Document extract:
○ ○ ○ ○ ○
Recording DI Guitar Into OP-1 With Effects... Without Applying Those Effects To Pre-Existing Tracks?

Hi,

I’ve been building up a track, and my next plan for it is to start adding electric guitar on top, using the OP-1 a bit like an effects pedal to get some interesting sounds out of th guitar and layer them onto the track I’ve been working on.

It seems like the only way to DI an electric guitar into the OP-1 and get effects is by using the master effects… Except in order to play along with the track as it stands, I’ll have to have a bounce of that already on the tape tracks, and then the master effects will affect these tracks too.

This is probably okay if I’m just doing simple tweaks, but if I want to add a guitar part with some quite heavy / weird / syncopated master effects on, I guess it’s going to send the bounced tracks out of time and make them difficult to play along to.

Can anyone think of a way round this? Or a way to DI guitar and add effects without affecting the bounced tracks?

Help is, as ever, much appreciated. Thanks!

I would record the guitar to its own track without effects first, then mute all the other tracks, and then you can either resample to a free track if you have one available, or record into the album with your master effects so you can resample from there over the original track. I prefer resampling into a free track because timing is easier (and have a specific workflow to enable this), but you could always record multiple passes onto the album so you can easily start the tape in time.

Far from ideal, but you could record the guitar into the drum sampler. That would also give you discrete effects, albeit in 12 second chunks.

I have tried recording with internal Mic onto a track ,then processing,with a track bounce.its a shame we can’t process as recording (nothing like having the effect to play off,also bounce must be soloed).
An instrument for external input would be ideal.
Maybe get a mini KP2 or similar,cheap?
Or that drum sample method in chunks could be worth playin with.-Supposedly you can sample while recording ,so you could try sequencing long 2 bar notes say (Endless),then sample and resample onto a track that is recording?Spit out machine like chunks onto tape.

Thanks for the advice.

I thought I’d give it a go, recording direct to the sampler (this time just using the in built mic for the sake of simplicity)… But I’ve never figured out the samplers (either synth or drum).

Following the instructions on Teenage Engineering’s online manual, it looks like you select one of the sampler engines in the synth or drum modes, press shift and mic, leave it selected as mic input, adjust gain / level, and then hit any key to record a sample direct from the mic.

Except when I’ve done that, and hit the key to record, I get a screen up that says standby, and can’t work out how to make it do its thing. Speaking into the mic doesn’t trigger anything, whether I’ve kept my finger on the key or taken it off. What am I missing?
○ ○ ○ ○ ○
Records:

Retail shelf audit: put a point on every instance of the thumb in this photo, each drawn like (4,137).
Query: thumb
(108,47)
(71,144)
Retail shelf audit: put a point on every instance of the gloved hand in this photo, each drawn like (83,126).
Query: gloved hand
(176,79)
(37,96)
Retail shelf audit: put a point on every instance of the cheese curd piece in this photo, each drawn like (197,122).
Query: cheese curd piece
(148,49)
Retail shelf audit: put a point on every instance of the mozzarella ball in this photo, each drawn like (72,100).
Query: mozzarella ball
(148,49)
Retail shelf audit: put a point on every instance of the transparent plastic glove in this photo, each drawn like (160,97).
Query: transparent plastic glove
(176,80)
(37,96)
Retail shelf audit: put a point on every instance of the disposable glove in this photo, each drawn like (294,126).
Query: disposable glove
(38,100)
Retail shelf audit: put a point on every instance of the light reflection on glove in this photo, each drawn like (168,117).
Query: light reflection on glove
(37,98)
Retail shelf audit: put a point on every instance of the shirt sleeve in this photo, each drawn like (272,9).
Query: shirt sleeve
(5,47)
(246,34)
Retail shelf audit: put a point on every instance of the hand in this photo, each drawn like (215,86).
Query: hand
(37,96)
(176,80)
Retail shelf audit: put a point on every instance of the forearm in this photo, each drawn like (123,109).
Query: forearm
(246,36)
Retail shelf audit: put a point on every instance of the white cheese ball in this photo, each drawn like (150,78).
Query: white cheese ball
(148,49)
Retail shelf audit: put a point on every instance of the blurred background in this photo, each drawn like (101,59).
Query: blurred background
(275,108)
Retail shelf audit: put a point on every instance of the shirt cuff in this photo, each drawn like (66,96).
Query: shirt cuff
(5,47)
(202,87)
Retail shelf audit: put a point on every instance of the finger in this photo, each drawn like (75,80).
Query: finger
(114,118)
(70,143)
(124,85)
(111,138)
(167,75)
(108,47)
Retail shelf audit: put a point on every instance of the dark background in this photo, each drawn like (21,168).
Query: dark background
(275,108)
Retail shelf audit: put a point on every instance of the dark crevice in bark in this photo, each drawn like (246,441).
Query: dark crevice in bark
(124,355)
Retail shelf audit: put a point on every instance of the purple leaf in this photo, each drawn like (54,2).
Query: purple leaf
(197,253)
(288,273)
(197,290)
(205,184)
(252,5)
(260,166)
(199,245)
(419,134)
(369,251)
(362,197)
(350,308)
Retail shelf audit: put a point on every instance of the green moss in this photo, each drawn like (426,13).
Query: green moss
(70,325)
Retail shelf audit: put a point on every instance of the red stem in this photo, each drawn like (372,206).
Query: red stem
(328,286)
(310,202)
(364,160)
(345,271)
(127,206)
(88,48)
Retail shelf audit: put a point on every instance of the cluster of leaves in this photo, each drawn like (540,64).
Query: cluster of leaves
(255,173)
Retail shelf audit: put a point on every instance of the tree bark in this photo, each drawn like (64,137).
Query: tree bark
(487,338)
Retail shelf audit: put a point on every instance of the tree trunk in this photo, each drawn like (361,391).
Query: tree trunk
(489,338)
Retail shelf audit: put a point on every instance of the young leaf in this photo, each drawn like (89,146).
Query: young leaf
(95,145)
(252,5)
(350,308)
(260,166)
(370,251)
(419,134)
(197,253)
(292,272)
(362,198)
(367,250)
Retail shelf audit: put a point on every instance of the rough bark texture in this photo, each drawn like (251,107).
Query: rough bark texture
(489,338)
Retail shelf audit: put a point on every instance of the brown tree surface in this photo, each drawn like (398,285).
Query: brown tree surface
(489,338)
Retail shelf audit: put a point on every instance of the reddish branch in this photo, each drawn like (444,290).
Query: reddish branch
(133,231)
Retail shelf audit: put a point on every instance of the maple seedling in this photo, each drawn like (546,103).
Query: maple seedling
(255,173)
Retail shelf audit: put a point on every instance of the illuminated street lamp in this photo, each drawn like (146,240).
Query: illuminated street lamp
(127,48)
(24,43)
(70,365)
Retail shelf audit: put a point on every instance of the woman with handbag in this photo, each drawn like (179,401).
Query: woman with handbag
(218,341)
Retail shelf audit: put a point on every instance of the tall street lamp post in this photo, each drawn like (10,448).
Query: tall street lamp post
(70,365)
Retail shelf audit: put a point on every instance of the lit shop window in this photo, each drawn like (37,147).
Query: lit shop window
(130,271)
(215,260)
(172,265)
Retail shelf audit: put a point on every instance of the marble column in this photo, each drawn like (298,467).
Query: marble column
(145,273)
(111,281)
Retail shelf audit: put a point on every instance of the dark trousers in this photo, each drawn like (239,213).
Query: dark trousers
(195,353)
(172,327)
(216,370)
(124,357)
○ ○ ○ ○ ○
Problem to work on:
Answer these about the OP-1 forum thread:
1. How long are the chunks that recording the guitar into the drum sampler would give?
2. What word appears on the screen after the original poster hits the key to record a sample?
3. Which device does one reply suggest buying as a cheap option?
Draw only on the forum thread, not on the entries.

Task response:
1. 12 seconds
2. Standby
3. A mini KP2 or something similar